**WORK REQUEST:** Select all lines holding the word "below" from the entries that follow.

**DATASET EXCERPTS:**
-- Opening Marker --

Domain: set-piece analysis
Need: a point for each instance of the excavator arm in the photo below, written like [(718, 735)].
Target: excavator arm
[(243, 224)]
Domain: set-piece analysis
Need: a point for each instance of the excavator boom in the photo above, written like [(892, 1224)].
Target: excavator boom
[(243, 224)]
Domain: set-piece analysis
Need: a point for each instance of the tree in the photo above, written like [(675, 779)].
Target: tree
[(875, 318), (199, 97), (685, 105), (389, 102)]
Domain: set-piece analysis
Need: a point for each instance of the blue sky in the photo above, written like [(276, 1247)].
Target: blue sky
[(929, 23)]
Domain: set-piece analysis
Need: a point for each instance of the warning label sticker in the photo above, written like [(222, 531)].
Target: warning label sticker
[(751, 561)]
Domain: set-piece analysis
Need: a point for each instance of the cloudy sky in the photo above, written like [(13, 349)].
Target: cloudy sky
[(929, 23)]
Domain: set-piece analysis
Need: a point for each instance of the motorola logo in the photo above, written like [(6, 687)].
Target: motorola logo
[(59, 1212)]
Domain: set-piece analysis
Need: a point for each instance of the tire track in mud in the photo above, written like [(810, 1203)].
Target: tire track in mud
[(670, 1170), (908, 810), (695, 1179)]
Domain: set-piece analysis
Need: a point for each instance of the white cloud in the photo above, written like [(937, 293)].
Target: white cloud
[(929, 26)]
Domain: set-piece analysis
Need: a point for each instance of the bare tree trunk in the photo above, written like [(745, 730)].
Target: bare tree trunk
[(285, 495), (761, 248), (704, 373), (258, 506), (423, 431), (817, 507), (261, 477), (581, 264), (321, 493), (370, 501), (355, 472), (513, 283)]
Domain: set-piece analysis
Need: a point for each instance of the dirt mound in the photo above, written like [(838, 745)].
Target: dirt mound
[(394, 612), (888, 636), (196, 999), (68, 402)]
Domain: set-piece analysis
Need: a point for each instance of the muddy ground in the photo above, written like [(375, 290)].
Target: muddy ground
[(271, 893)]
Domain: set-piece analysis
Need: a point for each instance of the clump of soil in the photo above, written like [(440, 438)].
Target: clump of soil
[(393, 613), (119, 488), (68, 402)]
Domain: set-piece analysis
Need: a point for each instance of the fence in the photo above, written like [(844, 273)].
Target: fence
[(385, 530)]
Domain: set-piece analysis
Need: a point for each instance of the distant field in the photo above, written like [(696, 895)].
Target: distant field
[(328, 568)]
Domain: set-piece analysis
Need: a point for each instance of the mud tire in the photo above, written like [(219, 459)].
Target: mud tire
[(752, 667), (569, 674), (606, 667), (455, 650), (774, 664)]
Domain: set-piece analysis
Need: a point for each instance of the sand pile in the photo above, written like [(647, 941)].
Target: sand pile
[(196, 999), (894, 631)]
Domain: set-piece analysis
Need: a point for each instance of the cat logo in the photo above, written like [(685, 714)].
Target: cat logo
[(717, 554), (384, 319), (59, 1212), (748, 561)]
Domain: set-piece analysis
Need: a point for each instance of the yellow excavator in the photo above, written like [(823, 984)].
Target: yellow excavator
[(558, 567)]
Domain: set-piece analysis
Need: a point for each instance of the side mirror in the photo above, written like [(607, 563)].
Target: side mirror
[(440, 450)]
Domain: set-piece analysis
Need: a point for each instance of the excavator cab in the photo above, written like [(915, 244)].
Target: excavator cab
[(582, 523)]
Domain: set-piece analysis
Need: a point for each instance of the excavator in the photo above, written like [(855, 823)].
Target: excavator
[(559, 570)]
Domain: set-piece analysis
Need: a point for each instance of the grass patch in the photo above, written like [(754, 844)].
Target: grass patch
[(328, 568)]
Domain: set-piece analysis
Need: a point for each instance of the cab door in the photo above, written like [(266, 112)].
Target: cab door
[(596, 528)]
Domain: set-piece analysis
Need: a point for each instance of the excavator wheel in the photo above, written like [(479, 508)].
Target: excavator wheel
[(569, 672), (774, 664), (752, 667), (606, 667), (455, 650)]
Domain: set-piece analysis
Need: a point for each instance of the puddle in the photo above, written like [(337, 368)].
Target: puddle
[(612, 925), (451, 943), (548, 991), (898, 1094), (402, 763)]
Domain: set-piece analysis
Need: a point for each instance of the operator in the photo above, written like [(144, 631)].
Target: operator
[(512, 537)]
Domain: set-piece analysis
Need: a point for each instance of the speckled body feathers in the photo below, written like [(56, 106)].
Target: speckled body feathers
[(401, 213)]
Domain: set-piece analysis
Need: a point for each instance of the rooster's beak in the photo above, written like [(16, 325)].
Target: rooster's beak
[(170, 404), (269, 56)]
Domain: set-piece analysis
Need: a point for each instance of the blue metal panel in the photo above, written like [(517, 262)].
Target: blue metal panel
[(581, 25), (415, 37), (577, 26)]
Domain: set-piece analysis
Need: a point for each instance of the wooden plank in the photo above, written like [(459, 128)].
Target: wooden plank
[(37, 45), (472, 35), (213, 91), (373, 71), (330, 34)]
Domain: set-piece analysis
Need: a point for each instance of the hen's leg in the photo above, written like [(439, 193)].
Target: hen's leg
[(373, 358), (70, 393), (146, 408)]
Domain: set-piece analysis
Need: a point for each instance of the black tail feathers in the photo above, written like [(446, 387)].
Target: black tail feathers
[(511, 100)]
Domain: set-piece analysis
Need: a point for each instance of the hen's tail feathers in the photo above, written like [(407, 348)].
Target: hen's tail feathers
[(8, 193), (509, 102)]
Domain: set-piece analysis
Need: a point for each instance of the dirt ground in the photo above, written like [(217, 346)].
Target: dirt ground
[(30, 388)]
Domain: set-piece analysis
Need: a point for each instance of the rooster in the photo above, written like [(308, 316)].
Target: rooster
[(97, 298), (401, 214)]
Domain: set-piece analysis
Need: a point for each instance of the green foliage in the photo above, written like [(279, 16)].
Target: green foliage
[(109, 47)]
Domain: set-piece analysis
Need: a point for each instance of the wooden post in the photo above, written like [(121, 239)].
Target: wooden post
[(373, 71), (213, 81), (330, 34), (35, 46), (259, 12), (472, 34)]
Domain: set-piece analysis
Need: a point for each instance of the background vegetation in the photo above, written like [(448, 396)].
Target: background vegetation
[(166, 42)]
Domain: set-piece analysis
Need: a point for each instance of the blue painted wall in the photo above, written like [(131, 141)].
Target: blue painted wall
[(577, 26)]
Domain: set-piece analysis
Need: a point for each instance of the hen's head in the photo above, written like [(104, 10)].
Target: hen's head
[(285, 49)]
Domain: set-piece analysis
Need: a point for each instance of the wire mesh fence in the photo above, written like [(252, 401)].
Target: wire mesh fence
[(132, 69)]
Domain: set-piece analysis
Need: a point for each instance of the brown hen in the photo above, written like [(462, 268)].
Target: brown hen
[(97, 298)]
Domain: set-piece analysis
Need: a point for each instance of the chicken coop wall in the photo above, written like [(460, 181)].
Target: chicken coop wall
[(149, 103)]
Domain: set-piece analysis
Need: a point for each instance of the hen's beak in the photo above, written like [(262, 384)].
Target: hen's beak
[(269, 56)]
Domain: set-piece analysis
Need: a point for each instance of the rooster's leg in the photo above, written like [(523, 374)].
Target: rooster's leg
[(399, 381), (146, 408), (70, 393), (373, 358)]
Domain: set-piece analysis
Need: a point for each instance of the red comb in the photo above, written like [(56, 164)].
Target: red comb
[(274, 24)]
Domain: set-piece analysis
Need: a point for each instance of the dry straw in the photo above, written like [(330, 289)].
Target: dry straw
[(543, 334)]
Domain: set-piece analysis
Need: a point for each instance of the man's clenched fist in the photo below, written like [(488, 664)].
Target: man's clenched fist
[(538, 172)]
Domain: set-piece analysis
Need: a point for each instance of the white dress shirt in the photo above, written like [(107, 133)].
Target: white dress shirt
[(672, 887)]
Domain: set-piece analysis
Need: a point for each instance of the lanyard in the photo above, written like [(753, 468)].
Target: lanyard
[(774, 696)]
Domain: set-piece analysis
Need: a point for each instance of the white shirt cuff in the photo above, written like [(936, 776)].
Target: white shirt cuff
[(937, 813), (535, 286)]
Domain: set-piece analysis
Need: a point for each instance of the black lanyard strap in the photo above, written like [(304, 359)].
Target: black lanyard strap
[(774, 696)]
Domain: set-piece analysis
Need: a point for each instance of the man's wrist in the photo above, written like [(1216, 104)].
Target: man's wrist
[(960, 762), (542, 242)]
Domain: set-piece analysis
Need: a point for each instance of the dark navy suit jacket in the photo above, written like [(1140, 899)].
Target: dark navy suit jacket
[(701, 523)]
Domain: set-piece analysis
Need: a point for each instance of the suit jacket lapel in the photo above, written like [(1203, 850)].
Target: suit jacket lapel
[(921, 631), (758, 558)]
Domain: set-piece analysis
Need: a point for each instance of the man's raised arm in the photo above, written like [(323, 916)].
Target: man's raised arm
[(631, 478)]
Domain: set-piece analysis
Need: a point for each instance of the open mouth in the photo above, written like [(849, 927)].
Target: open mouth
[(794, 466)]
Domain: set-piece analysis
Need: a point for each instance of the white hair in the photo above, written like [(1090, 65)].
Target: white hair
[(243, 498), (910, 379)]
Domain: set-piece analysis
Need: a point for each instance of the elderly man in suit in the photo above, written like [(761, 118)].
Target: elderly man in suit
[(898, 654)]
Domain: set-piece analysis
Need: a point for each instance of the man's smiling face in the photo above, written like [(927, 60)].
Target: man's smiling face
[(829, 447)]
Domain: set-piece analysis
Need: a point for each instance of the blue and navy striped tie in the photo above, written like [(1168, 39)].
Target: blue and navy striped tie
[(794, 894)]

-- Closing Marker --

**SOLUTION FOR THIS EXERCISE:**
Need: a point for each instance of the excavator arm in the photo below, written like [(718, 735)].
Need: a point for each instance of the speckled body feathers in the photo below, written like [(56, 106)].
Need: a point for each instance of the man's clenched fist in the photo below, written like [(488, 664)].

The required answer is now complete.